Instructions for the task: Set down, exactly as written, the lines from the top of the data to the line that holds "TARGET: black trousers", and omit the pictures.

Records supplied:
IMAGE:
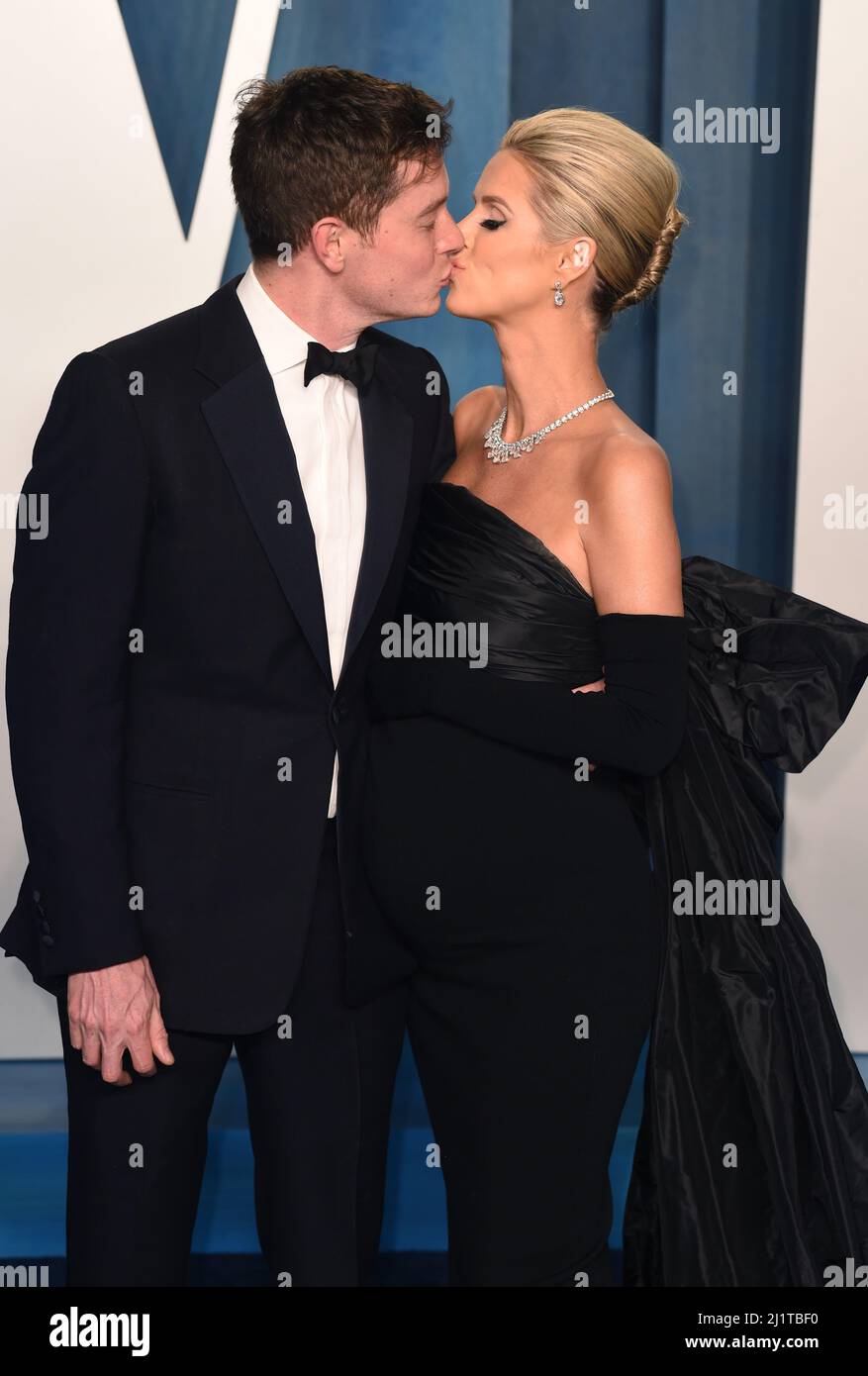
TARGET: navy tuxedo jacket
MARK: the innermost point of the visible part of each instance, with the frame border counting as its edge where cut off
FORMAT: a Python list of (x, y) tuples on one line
[(171, 709)]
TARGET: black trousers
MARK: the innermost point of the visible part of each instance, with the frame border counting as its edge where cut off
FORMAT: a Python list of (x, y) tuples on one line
[(318, 1105)]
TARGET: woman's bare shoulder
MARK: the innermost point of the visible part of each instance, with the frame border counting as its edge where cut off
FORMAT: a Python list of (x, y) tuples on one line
[(476, 412)]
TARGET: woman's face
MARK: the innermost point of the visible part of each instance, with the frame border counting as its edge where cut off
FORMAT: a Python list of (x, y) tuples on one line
[(505, 268)]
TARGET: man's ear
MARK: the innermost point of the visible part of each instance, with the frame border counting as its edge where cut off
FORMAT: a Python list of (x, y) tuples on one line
[(327, 237)]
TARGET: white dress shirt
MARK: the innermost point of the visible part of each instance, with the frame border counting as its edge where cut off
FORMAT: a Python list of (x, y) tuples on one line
[(325, 428)]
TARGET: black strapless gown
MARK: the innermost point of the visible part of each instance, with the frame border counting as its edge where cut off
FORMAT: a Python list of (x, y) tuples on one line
[(549, 906)]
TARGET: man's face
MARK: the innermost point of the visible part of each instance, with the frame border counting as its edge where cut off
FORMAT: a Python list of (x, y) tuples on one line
[(401, 272)]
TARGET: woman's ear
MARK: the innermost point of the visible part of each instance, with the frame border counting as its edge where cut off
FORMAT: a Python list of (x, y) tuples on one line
[(578, 256)]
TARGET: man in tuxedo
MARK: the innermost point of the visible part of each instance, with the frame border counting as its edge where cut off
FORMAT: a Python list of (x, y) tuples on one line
[(232, 496)]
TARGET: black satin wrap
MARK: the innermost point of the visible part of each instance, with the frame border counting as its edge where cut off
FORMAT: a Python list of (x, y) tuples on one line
[(745, 1046)]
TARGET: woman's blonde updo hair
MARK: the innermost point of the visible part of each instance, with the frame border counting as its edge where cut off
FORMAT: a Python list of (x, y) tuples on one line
[(599, 178)]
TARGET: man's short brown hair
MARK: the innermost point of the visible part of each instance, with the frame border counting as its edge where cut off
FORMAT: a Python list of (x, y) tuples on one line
[(328, 141)]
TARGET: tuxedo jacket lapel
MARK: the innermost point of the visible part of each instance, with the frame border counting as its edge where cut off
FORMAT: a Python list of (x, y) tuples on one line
[(243, 416), (387, 428)]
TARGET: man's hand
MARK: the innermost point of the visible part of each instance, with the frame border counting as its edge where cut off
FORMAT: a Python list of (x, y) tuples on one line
[(117, 1009), (596, 687)]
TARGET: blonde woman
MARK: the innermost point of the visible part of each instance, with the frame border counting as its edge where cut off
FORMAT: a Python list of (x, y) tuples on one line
[(509, 815)]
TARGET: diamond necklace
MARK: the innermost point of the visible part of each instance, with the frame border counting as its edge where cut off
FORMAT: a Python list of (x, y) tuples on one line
[(504, 450)]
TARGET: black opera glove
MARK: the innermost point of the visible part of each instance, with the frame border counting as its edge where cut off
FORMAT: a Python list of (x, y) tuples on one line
[(637, 724)]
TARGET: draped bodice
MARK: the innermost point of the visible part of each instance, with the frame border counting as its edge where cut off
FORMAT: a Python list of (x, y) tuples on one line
[(471, 563)]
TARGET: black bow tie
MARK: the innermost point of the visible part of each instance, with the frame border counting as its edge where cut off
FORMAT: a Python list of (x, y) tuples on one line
[(356, 365)]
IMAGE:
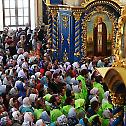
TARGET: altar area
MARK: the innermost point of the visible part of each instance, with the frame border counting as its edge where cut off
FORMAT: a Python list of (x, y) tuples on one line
[(72, 28)]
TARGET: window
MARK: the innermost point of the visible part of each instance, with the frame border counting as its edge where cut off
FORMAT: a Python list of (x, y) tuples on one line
[(16, 13)]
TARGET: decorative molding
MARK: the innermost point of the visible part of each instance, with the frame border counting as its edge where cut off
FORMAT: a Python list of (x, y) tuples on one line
[(65, 20), (77, 15), (87, 2)]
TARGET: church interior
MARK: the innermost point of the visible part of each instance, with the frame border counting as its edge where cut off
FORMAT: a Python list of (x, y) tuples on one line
[(62, 62)]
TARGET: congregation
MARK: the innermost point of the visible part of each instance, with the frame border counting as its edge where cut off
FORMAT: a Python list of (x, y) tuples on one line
[(38, 90)]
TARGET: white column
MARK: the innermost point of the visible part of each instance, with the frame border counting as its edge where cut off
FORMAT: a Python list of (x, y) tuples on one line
[(1, 16)]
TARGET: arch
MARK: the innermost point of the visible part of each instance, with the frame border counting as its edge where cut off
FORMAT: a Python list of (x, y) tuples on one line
[(110, 8)]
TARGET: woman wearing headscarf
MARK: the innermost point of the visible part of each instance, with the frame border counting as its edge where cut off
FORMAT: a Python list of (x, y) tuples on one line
[(28, 119), (26, 107), (72, 117)]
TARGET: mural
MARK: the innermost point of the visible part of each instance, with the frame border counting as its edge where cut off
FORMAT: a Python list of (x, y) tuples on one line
[(99, 35)]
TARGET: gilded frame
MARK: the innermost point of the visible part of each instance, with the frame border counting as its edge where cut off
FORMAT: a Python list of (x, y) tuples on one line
[(100, 8)]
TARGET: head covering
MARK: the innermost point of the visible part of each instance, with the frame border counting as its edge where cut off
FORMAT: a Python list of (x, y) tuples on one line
[(83, 67), (40, 123), (25, 54), (74, 81), (37, 74), (20, 51), (93, 99), (4, 121), (13, 92), (26, 102), (72, 112), (94, 91), (79, 103), (33, 97), (25, 65), (62, 120), (76, 88), (106, 114), (27, 118), (16, 115), (47, 97), (45, 117)]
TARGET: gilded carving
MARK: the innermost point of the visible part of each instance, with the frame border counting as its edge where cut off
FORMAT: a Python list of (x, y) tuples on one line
[(119, 61), (111, 16), (77, 15), (86, 2), (68, 39)]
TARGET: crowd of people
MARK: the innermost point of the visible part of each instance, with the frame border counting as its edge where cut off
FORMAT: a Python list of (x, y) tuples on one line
[(36, 90)]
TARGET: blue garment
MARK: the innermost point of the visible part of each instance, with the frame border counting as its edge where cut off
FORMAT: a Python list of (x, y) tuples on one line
[(81, 121)]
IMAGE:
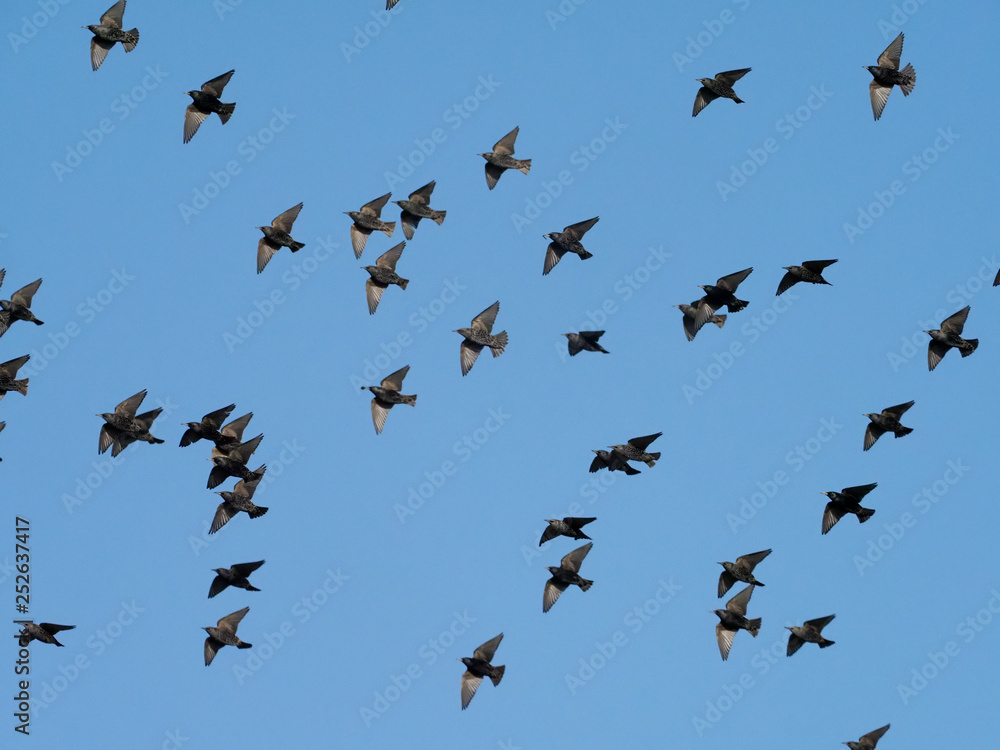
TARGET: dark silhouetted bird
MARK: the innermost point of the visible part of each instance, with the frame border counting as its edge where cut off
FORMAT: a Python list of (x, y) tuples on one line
[(567, 574), (691, 315), (234, 576), (368, 220), (383, 273), (733, 618), (480, 334), (611, 462), (205, 103), (567, 241), (870, 740), (417, 208), (109, 31), (277, 236), (207, 428), (568, 526), (719, 294), (635, 450), (848, 500), (887, 74), (948, 337), (8, 376), (224, 634), (479, 667), (585, 341), (811, 271), (237, 500), (233, 463), (42, 631), (809, 632), (17, 307), (887, 421), (500, 159), (741, 570), (123, 427), (712, 88), (387, 395)]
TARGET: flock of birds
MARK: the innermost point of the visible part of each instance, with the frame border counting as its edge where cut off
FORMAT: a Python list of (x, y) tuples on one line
[(230, 454)]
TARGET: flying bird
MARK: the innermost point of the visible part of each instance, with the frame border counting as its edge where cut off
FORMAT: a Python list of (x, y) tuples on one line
[(848, 500), (387, 395), (500, 159), (887, 421), (205, 103), (567, 241), (712, 88), (480, 334), (382, 274), (566, 575), (108, 32), (368, 220), (949, 336), (479, 667), (811, 271), (741, 570), (887, 74), (224, 634), (417, 208)]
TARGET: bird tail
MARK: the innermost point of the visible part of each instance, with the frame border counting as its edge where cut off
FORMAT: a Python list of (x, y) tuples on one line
[(911, 74)]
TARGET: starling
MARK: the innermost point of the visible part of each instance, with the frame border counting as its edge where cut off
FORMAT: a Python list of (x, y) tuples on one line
[(207, 428), (611, 462), (224, 634), (479, 335), (810, 271), (712, 88), (635, 450), (722, 293), (277, 236), (234, 576), (691, 315), (232, 463), (16, 308), (887, 74), (848, 500), (887, 421), (109, 31), (479, 667), (741, 570), (8, 373), (811, 632), (950, 336), (567, 241), (205, 103), (868, 741), (569, 526), (123, 427), (500, 159), (383, 273), (366, 221), (568, 573), (43, 631), (417, 208), (733, 618), (237, 500), (387, 395), (585, 340)]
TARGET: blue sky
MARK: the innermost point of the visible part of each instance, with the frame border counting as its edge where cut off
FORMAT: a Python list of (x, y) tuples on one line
[(389, 556)]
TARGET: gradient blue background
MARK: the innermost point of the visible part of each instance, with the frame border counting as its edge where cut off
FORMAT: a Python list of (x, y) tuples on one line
[(198, 328)]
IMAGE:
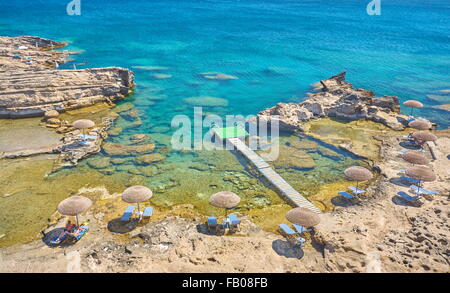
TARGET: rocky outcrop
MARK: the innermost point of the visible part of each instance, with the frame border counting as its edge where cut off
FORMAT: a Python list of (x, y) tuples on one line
[(29, 87), (338, 99)]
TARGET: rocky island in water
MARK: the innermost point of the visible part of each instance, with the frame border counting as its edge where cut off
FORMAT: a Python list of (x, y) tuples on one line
[(378, 233)]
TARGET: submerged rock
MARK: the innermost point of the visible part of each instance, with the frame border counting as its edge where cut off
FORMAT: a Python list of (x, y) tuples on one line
[(218, 76), (115, 149), (148, 159), (290, 157), (338, 99), (161, 76)]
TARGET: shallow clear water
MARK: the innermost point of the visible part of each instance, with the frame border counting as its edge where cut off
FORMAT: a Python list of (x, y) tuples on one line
[(276, 49)]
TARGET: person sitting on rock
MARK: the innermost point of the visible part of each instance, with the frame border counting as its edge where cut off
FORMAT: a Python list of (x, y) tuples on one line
[(67, 230)]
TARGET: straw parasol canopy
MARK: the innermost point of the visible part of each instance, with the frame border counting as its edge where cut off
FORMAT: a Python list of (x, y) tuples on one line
[(224, 199), (413, 104), (303, 216), (358, 173), (421, 173), (415, 158), (74, 205), (83, 124), (424, 135), (419, 124)]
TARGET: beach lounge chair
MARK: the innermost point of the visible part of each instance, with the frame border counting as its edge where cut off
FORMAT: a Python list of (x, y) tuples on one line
[(412, 199), (356, 190), (300, 229), (80, 232), (212, 223), (408, 179), (346, 195), (127, 214), (234, 221), (87, 136), (424, 191)]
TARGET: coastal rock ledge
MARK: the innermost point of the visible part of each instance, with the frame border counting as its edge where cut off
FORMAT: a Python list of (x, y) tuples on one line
[(336, 98), (33, 90)]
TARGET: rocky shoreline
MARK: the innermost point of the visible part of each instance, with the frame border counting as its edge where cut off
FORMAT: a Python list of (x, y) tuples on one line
[(30, 85), (336, 98)]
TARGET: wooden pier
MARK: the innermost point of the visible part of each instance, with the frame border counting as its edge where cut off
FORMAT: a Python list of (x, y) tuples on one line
[(273, 177)]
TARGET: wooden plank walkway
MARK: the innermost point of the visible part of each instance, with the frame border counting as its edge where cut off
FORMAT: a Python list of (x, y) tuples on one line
[(273, 177)]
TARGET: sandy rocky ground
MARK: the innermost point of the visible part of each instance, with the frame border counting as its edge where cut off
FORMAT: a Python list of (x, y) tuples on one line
[(379, 234)]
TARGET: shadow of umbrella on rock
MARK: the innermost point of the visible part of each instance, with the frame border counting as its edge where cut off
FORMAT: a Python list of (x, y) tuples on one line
[(136, 194), (83, 124), (303, 217), (224, 199), (122, 227), (74, 205), (415, 158), (287, 249), (419, 125), (421, 173), (413, 104)]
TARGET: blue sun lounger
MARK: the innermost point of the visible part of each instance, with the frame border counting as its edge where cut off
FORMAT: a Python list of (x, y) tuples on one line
[(234, 220), (127, 214), (148, 212), (421, 190), (356, 190), (292, 234), (412, 180), (79, 233), (87, 136), (212, 223), (346, 195), (409, 198), (300, 229)]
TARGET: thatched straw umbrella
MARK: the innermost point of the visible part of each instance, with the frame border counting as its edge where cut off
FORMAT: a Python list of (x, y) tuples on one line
[(303, 216), (413, 104), (74, 205), (225, 200), (421, 173), (136, 194), (83, 124), (424, 136), (420, 125), (415, 158), (358, 173)]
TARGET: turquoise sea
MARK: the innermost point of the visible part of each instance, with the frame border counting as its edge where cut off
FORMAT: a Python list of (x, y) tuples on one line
[(275, 48)]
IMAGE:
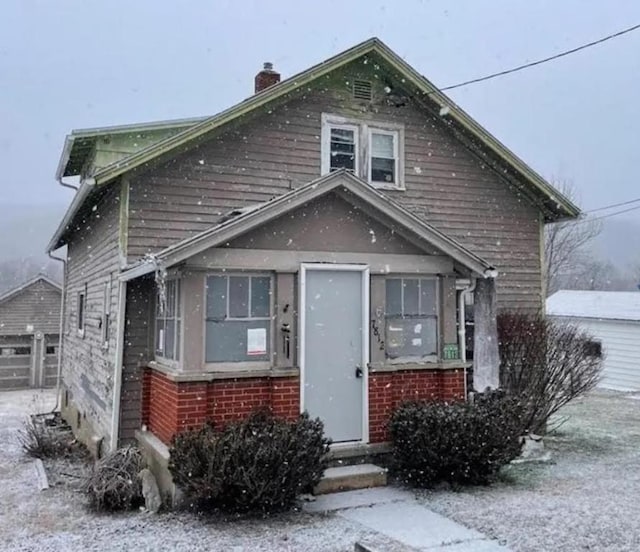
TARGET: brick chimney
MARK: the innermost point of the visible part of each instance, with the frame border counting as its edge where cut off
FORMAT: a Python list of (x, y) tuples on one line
[(266, 78)]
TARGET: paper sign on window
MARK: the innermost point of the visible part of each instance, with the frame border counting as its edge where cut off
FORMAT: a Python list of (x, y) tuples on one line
[(256, 341)]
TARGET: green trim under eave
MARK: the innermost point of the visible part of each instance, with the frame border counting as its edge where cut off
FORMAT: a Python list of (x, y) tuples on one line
[(562, 206)]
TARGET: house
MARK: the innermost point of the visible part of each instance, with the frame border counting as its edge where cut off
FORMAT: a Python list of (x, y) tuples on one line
[(612, 318), (29, 334), (310, 248)]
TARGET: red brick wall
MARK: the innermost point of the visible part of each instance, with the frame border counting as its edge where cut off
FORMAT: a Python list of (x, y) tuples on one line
[(169, 407), (388, 389)]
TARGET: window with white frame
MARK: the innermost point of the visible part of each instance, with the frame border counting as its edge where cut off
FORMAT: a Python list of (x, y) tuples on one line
[(238, 318), (168, 321), (411, 318), (383, 157), (372, 151)]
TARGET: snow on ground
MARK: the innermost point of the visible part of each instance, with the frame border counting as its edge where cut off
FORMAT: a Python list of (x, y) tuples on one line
[(55, 519), (586, 500)]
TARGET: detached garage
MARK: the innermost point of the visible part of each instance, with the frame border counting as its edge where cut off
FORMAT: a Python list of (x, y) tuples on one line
[(613, 319), (29, 330)]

Output for this exercise:
IMAGE:
TARGET: navy tuxedo jacket
MARK: the innermost point of the visible part of each instance, with the frame border counting as its edge where cut off
FORMAT: a Python list of (x, y) tuples on one line
[(171, 709)]
TARGET: black trousers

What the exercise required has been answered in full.